Below is some material; transcribe all of it exactly.
# start of Data to process
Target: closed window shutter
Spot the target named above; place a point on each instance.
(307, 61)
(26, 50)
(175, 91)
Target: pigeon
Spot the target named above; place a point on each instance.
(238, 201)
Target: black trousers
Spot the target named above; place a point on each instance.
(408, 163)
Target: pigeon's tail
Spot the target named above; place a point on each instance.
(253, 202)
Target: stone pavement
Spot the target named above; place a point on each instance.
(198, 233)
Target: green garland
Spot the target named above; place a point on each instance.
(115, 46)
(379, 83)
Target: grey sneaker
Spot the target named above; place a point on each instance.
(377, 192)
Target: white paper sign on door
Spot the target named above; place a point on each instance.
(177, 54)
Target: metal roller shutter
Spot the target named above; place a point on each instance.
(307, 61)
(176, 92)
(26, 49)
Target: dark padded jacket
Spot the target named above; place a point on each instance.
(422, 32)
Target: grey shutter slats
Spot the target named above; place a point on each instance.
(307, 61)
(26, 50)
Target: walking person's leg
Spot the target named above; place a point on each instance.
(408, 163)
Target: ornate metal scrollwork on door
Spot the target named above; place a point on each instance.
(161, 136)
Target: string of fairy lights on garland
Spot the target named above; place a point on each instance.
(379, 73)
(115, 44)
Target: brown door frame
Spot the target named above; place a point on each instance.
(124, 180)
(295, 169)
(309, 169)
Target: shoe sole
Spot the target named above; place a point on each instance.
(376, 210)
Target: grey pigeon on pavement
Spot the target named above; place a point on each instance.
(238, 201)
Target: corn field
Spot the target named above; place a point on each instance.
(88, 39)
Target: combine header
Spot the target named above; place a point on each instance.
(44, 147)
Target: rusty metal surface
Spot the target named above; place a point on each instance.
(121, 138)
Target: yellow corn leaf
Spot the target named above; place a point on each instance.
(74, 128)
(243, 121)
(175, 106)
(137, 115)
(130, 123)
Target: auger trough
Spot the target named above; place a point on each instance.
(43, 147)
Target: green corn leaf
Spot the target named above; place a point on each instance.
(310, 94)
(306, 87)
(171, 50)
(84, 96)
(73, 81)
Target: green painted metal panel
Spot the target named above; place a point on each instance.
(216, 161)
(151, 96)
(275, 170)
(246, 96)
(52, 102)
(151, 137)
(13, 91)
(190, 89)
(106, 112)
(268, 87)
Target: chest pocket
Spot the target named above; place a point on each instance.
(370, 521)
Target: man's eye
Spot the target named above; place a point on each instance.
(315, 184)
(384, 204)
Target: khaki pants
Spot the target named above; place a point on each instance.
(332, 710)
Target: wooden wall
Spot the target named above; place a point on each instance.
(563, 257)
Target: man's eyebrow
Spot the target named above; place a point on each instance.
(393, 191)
# end of Data to process
■ Completed task ■
Target: closed window shutter
Spot the target named above; place a point on each instance.
(307, 61)
(26, 50)
(175, 91)
Target: pigeon
Spot the target named above; place a point on each instance.
(238, 201)
Target: black trousers
Spot the target named above; place a point on each instance.
(408, 163)
Target: pigeon's tail
Spot the target named above; place a point on each instance.
(253, 202)
Target: stone pavement
Spot the target named above; place a point on each instance.
(198, 233)
Target: green garland
Spot the target named above; place a point on each instance.
(115, 46)
(379, 83)
Target: grey sneaker
Spot the target named above; place a point on each instance.
(377, 192)
Target: white paper sign on door
Spot the target named above; place a point on each instance.
(177, 54)
Target: metal roller shutter
Spot the target named above; place a point on each instance.
(307, 61)
(176, 92)
(26, 49)
Target: dark padded jacket
Spot the target named above; place a point on each instance.
(422, 32)
Target: grey shutter slats
Spot the target named above; place a point on each instance.
(307, 61)
(26, 50)
Target: walking person's leg
Spot the target named above; place a point on each instance.
(408, 163)
Target: ornate metal scrollwork on door
Spot the target named above; place a point on each instance.
(161, 136)
Target: string of fairy lights on garland
Spot the target named above; place a point on each instance.
(379, 73)
(115, 44)
Target: brown door frame
Spot the target named above; place a point on each instance.
(124, 180)
(295, 169)
(309, 169)
Target: shoe sole
Spot the target named above; place a point on each instance.
(376, 210)
Target: grey pigeon on pavement
Spot the target named above; place a point on each instance.
(238, 201)
Target: corn field
Spot the target named above; place a point on each instance.
(88, 39)
Target: combine header
Spot the target named above; place a point on each instance.
(44, 147)
Target: rusty metal surface
Spot the target named above; place a point on each instance.
(121, 138)
Target: yellow corn leaf
Spot the target named above; place a point on each instance.
(74, 128)
(243, 121)
(175, 106)
(137, 115)
(130, 123)
Target: auger trough
Spot the target named above; place a point on each instance.
(43, 147)
Target: green corn leaf
Spot the target named above; place a point on each instance.
(310, 94)
(306, 87)
(171, 50)
(84, 96)
(73, 81)
Target: green painted metal panel
Spot the target named above; place a point on each instance.
(216, 161)
(151, 96)
(275, 170)
(246, 96)
(52, 102)
(151, 137)
(13, 91)
(190, 89)
(106, 112)
(268, 87)
Target: chest pocket
Spot the target named above; place a point on each instance.
(370, 521)
Target: man's eye
Spot the target named above; place a point on each instance.
(315, 184)
(384, 204)
Target: khaki pants
Spot the target named above; place a point on each instance.
(332, 710)
Target: wooden wall
Spot the target named above; place a point on each instance.
(563, 257)
Target: man's eyebrow
Spot the target named above; place a point on each instance.
(393, 191)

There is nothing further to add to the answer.